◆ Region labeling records
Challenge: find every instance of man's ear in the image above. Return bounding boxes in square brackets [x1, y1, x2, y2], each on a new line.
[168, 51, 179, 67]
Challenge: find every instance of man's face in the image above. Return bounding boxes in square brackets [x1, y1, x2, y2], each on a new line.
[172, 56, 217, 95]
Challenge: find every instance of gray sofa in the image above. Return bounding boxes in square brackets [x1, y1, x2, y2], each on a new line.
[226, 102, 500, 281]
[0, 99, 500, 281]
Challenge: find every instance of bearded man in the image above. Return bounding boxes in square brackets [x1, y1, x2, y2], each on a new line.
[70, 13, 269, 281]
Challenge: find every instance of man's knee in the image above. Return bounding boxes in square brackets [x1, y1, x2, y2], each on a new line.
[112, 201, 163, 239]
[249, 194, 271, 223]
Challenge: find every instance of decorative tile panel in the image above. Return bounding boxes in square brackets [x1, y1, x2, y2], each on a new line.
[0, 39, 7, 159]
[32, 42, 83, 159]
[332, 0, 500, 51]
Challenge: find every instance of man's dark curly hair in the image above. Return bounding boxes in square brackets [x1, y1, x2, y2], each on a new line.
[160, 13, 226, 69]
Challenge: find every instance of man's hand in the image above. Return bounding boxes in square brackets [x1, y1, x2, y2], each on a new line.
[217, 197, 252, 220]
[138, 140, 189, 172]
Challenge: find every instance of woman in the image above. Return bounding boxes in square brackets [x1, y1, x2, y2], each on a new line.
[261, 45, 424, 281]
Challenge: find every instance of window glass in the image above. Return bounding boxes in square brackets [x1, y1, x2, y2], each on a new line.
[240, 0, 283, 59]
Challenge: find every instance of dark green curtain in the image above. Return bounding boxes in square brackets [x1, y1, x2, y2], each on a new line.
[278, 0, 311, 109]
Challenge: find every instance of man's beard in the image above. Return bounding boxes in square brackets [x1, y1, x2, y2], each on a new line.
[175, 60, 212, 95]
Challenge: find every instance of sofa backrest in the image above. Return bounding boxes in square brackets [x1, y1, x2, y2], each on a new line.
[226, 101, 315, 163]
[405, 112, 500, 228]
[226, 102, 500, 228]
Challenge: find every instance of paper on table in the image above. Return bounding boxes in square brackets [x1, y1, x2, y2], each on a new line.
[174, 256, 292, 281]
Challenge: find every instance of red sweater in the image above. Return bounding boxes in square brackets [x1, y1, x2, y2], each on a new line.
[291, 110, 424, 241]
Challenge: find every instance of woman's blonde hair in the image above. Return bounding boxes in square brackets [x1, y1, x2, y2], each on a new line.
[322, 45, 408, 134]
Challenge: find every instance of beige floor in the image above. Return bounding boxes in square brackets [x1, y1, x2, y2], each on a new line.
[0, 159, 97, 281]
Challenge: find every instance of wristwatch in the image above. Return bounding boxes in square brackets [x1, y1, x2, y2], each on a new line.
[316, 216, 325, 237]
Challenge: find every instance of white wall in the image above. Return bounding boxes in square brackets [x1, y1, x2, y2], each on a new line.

◆ Exercise task
Give each non-blank line of the records above as a string in a JSON list, one string per line, and leave out the blank lines.

◆ Solution for this exercise
[
  "Challenge: find every instance of man's ear in the image above. Return bounding boxes in square brackets [x1, y1, x2, y2], each on a new line.",
  "[168, 51, 179, 67]",
  "Challenge: find every instance of man's face in the image above. Return bounding boxes in square brackets [x1, y1, x2, y2], each on a new line.",
  "[172, 56, 217, 95]",
  "Challenge: find every instance of gray sofa in the image above. Return bounding boxes in square brackets [x1, y1, x2, y2], each on a new line.",
  "[226, 102, 500, 281]",
  "[0, 99, 500, 281]",
  "Challenge: find every instance of bearded man in the image above. Return bounding boxes in square brackets [x1, y1, x2, y2], each on a new line.",
  "[70, 13, 269, 281]",
  "Challenge: find every instance of man's knee in the image above. Return bounding boxes in square brackets [x1, y1, x2, y2], each on a new line.",
  "[112, 201, 163, 239]",
  "[249, 194, 271, 223]",
  "Challenge: find every instance of decorative tile panel in the image above. Return bounding boxes in square brackets [x1, y1, x2, y2], each on a new line.",
  "[0, 39, 7, 159]",
  "[32, 42, 83, 159]",
  "[332, 0, 500, 51]",
  "Challenge: find every instance of man's dark curly hair in the image above. Return bounding boxes in square brackets [x1, y1, x2, y2], each on a new line.",
  "[160, 13, 226, 69]",
  "Challenge: find every instance of man's hand in the image above. Return bounding boxes in square brackets [x1, y1, x2, y2], each on a new line.",
  "[217, 197, 252, 220]",
  "[138, 140, 189, 172]",
  "Challenge: find every instance of woman in the image above. Return bounding boxes in square brackets [x1, y1, x2, y2], each on a new line.",
  "[261, 45, 424, 281]",
  "Challenge: find every instance of window glass in the image above. Return bounding boxes in square brackets [x1, y1, x2, y2], each on a new line.",
  "[240, 0, 283, 59]",
  "Challenge: find every instance of dark green curtain in the image above. Return bounding boxes in square brackets [x1, y1, x2, y2], each on a new line.",
  "[278, 0, 311, 109]",
  "Challenge: find every instance of man's beard in the image above. Return bounding boxes in square brackets [x1, y1, x2, y2], each on a new line.",
  "[175, 60, 212, 95]",
  "Challenge: find every instance of sofa backrest in the image above. Return bounding boxes in square brackets [x1, y1, x2, y2], each on a new line.",
  "[226, 101, 315, 163]",
  "[405, 112, 500, 228]",
  "[226, 102, 500, 228]",
  "Challenge: find every instance of paper on table in the image above. Return bounding boxes in square brackets [x1, y1, x2, y2], each on a new line.",
  "[174, 256, 292, 281]",
  "Challenge: find every instance of red sweater in the image above. Return bounding boxes in square brackets [x1, y1, x2, y2], each on a new line.",
  "[291, 110, 424, 241]",
  "Challenge: find every instance of woman's blonde hair in the image above. Return bounding boxes in square brackets [x1, y1, x2, y2], each on a new line.",
  "[322, 45, 408, 134]",
  "Challenge: find every instance of beige floor in the image above. Return bounding boxes in square brackets [x1, y1, x2, y2], each on a new line.",
  "[0, 159, 97, 281]",
  "Challenge: find every instance of wristwatch in the image above. Return bounding boxes in square brackets [x1, y1, x2, y2], each on a new line.",
  "[316, 216, 325, 237]",
  "Challenge: find every instance of white wall in the image above. Return bounding boxes in square brackets [x1, y1, x2, y2], each on a new line."
]